‘The Death of the Author,’ – Barthes – A Discussion

In his piece, ‘The Death of the Author,’ Roland Barthes criticises analyses of texts which seek to ‘decipher’ meaning through knowledge of their respective authors. To support his claim, he explores the birth of the figure known as the ‘author’ in literature, its significance, those writers that have attempted to remove themselves from their works, and what a text is without its creator.

Barthes finds the restrictive presence of the author in literary analyses to be a relatively modern phenomenon – ‘…produced, no doubt…at the end of the Middle Ages, with English empiricism, French rationalism, and the personal faith of the Reformation...’ Exploring previous ways of storytelling, spanning cultures and eras, he applauds tales told through ‘mediators’ of a kind, ‘shamans’ without personal connection or overt influence upon the narrative, praised at times for the quality of their delivery, but not for any part in its creation. For me, (perhaps slightly ironically, reading this), I was struck by the role of prophets and religious figures who record the wills of their Gods. The position of the prophet  on the blurred line between impartial ‘mediator’ and religious figure or actor in their own right draws me, purely for its potential to, at the root of societies, not just theocracies, change everything. The level of awareness of author with which one reads a religious text varies, but they naturally can be analytically read. In a similar fashion, oral tradition results in often profound shifts in the narrative over time, the reasons for which I am inclined to believe are not always incidental, instead the product of bias, suspicion, and personal motivations. All in all, although the ‘birth’ (a reader’s vested interest and awareness of) ‘of an author’ can be seen, as Barthes asserts, to have taken place in the late Middle Ages, the power of the author, and awareness of such, to change narrative meaning came into being at a much earlier date.

**Given request A**
According to the Barthes discussion, what three things does Barthes say accompanied the production of the author at the end of the Middle Ages?

**Records to process**
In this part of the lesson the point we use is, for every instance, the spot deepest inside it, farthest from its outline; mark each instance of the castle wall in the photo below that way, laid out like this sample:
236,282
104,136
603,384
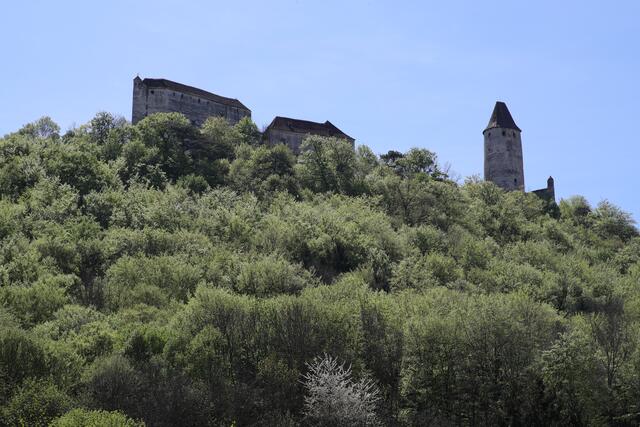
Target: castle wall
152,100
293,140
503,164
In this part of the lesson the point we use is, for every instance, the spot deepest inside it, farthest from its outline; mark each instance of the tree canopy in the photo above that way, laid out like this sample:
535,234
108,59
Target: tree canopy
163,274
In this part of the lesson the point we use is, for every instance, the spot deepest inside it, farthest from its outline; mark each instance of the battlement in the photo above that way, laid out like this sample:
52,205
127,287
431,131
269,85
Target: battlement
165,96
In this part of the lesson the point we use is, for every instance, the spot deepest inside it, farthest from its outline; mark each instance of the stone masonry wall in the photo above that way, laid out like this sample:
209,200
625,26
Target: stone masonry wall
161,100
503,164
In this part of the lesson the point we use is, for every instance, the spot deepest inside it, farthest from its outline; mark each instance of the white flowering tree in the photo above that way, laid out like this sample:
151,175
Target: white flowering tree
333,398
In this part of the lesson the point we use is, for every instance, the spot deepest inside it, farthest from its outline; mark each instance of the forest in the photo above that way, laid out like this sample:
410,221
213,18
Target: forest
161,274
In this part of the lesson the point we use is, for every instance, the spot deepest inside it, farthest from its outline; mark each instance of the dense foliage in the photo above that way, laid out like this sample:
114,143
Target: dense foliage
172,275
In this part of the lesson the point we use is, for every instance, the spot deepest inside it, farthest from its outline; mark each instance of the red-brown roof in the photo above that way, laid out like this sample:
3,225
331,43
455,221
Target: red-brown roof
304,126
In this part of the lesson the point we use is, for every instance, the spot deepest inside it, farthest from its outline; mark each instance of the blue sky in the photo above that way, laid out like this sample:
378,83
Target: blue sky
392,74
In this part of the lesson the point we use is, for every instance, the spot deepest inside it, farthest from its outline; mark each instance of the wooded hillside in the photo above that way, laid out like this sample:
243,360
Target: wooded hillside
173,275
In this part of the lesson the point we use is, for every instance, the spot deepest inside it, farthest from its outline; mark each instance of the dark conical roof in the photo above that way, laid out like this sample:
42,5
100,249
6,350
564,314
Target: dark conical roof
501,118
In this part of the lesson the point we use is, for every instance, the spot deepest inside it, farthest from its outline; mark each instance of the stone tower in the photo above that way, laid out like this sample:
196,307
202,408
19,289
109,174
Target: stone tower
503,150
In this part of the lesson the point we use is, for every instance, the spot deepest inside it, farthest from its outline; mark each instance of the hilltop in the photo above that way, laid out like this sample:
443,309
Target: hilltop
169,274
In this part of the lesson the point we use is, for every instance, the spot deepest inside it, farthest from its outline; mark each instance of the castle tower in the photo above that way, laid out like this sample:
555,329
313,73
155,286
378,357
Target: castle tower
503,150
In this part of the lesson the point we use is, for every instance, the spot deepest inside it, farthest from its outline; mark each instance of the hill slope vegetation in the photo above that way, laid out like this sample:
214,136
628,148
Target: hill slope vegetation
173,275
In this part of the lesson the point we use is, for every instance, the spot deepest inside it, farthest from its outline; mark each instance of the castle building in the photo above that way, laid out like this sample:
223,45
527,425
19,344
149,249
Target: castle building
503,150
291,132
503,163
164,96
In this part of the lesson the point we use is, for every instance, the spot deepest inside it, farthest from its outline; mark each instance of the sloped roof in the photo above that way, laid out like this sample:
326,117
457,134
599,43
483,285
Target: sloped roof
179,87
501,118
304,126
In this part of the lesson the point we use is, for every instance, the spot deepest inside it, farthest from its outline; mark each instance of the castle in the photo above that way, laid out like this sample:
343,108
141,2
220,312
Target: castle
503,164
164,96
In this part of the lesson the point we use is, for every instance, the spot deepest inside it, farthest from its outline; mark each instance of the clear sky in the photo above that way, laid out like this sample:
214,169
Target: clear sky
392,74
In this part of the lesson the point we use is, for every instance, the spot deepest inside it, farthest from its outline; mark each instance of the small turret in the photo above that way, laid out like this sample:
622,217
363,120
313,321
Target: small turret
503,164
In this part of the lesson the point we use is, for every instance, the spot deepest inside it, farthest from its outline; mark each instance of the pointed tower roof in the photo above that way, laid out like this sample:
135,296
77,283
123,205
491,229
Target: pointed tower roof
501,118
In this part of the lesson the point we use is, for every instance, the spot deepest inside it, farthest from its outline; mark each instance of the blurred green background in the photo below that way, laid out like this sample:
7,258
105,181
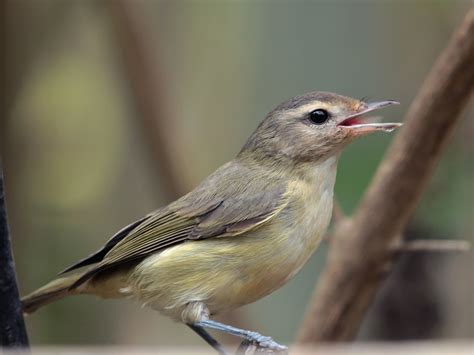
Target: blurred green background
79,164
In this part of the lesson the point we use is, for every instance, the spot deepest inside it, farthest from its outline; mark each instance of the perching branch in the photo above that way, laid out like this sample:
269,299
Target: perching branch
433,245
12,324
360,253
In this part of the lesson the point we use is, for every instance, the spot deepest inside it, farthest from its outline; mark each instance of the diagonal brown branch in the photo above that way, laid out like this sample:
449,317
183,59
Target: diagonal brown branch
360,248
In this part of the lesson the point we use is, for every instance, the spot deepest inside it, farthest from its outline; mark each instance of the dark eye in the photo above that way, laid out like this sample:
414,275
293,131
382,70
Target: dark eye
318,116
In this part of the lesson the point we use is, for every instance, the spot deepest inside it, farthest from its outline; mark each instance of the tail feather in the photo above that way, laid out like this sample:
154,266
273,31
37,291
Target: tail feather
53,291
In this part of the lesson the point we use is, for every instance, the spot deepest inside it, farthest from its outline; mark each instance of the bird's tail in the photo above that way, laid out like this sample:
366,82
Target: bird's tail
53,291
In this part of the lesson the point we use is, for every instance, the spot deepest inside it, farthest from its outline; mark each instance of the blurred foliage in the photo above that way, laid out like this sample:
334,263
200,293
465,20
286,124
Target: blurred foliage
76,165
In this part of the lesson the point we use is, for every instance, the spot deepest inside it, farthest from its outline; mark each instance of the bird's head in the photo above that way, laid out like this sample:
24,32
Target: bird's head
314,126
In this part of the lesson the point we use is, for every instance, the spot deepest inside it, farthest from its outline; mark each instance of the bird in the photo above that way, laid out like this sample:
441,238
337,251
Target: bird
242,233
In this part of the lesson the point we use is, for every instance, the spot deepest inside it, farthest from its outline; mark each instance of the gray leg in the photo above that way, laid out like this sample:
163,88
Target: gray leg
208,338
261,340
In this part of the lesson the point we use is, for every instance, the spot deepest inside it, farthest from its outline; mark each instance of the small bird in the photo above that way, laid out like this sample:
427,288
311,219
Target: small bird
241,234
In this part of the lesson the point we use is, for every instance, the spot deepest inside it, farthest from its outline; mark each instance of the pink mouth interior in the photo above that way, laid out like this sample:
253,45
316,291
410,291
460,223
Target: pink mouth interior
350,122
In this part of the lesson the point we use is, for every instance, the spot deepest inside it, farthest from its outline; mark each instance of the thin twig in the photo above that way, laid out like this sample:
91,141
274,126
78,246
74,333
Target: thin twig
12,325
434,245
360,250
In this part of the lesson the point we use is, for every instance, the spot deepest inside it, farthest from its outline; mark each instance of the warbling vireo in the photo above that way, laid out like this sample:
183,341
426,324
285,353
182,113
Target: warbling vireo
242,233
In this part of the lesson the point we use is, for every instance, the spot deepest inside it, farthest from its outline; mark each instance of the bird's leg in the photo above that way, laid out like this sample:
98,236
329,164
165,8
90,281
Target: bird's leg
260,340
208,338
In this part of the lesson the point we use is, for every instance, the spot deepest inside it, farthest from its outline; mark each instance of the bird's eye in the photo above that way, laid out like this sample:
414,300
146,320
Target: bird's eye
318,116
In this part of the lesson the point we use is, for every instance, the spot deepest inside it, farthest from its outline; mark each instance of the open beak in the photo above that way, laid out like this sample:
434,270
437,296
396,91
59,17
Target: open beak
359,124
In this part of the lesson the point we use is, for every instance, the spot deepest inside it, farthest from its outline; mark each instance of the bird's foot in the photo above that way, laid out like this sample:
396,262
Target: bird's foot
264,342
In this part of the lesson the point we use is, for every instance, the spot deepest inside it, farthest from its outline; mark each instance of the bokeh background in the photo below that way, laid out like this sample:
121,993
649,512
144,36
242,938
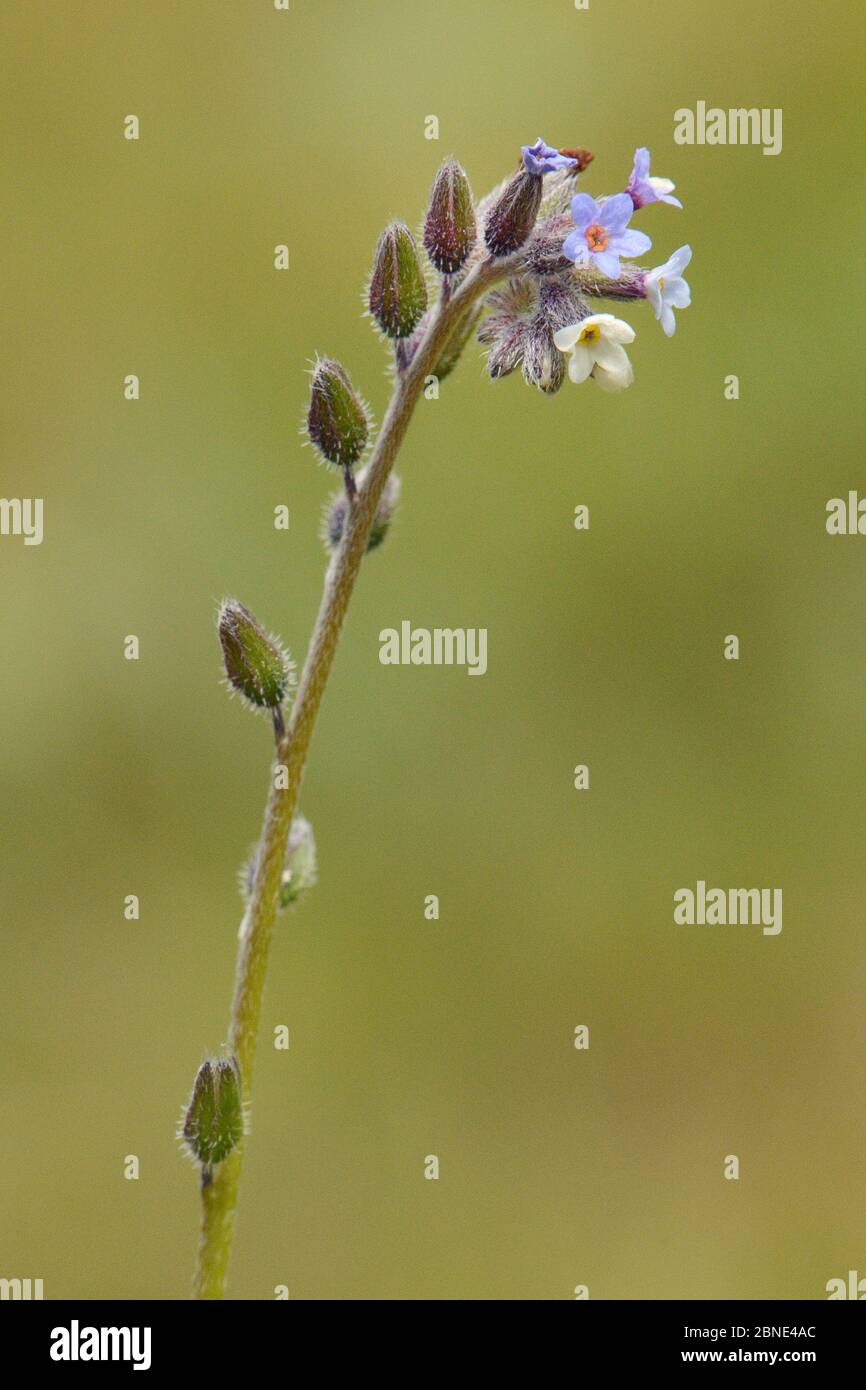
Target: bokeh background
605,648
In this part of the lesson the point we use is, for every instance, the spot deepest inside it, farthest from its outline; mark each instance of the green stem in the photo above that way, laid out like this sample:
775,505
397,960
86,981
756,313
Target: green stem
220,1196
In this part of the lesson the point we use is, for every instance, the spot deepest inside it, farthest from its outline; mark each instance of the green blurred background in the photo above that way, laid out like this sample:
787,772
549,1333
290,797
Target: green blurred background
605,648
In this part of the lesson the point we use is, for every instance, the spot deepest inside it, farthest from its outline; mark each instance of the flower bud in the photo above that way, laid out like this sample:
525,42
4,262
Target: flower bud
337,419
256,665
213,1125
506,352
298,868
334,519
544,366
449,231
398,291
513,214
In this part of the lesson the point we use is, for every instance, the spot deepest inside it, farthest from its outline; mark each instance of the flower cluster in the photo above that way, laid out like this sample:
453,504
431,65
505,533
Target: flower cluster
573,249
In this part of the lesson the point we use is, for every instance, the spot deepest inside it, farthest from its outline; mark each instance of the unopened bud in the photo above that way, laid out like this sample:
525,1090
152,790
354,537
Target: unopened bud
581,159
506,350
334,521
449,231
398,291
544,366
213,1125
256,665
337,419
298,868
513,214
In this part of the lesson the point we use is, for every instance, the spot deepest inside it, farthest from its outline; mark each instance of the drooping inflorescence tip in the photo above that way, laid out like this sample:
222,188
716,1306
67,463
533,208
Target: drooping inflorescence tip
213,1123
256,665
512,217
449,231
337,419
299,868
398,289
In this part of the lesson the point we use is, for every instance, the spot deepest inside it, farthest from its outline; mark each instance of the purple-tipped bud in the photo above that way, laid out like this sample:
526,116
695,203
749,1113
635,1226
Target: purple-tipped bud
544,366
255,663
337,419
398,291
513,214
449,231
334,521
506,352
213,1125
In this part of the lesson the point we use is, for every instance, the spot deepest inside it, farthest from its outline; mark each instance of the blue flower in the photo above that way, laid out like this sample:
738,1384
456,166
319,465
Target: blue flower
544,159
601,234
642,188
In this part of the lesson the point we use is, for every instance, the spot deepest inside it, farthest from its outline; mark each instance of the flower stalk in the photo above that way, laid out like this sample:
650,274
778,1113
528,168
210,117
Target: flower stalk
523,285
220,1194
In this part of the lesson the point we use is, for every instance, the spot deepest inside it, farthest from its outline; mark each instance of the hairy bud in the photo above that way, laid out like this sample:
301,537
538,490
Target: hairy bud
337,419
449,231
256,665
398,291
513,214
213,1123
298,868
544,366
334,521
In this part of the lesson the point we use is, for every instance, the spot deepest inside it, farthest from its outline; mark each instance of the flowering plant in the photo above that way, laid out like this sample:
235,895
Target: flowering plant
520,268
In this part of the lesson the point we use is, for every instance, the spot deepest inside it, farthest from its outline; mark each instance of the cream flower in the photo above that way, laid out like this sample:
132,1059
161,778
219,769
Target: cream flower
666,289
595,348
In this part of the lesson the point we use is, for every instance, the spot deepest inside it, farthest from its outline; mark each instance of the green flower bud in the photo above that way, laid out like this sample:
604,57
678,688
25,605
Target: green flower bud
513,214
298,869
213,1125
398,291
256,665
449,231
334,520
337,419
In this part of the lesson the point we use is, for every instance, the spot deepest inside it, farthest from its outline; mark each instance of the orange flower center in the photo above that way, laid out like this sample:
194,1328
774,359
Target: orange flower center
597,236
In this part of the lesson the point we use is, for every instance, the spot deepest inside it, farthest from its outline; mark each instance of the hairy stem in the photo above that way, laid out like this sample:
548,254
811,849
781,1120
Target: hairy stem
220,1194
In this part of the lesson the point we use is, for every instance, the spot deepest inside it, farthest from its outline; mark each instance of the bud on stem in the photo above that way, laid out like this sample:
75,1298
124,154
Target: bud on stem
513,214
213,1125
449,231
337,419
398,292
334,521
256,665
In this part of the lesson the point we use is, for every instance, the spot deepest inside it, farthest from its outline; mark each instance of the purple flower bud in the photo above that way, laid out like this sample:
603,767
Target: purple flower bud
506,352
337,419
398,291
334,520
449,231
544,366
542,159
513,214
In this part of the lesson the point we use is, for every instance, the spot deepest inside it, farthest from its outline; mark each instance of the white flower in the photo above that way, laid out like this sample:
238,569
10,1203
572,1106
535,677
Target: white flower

**Given request B**
Rewrite the rows from the line containing "white flower in" through the end of the rows, replacing "lesson" with "unit" and leaving everything else unchanged.

**Reply A**
English empiricism, French rationalism, and the personal faith of the Reformation.

**Reply B**
In this part of the unit the point we use is, for every instance, the spot deepest inside it, farthest from its outline; mark each instance of the white flower in the photo above that way, laid out like this sample:
238,569
10,1203
572,1106
535,677
Target: white flower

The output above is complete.